### Goal of the exercise
Copy the listing below, replacing "pagoda" with "stupa" wherever it occurs and keeping everything else the same. Leave the pictures out of your copy.

### Data shown
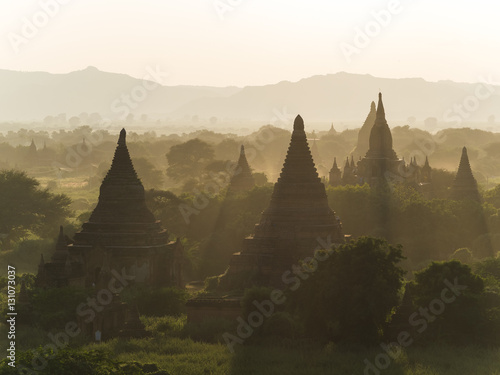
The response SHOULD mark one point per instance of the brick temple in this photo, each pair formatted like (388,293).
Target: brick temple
(465,185)
(380,162)
(121,233)
(297,216)
(242,179)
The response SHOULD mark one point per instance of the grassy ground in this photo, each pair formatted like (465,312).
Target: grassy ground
(183,356)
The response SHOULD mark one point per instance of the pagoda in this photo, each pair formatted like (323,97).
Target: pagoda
(242,179)
(364,133)
(465,185)
(122,235)
(335,175)
(380,162)
(298,216)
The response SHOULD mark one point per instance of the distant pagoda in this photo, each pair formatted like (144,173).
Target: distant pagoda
(335,175)
(381,162)
(465,185)
(297,216)
(242,179)
(121,233)
(364,133)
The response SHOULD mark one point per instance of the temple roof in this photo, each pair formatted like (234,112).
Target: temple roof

### Response
The response SHOULD mark one point per instance of the brick temple in this photo, each pair formatted like (388,293).
Target: brick temple
(465,185)
(380,162)
(121,233)
(297,216)
(242,179)
The response SHOULD mark one point per instance of the grassy ground in this photo, each pair formatted like (465,312).
Target: grassy ground
(183,356)
The response SHOULD mark one point per instance of the stupa in this photo, each pair formatted like (323,97).
Target: stupa
(242,179)
(364,133)
(465,185)
(122,235)
(335,175)
(380,162)
(298,216)
The response SHOULD mark one point per instance of the distant stupa in this photo, each pair formatted like (144,173).
Target: distant stupa
(335,175)
(381,162)
(465,185)
(297,216)
(242,179)
(121,233)
(364,133)
The response SHOULD mark one point per instance of the temple roof in this photo, each pair formatted like (234,112).
Target: temple roof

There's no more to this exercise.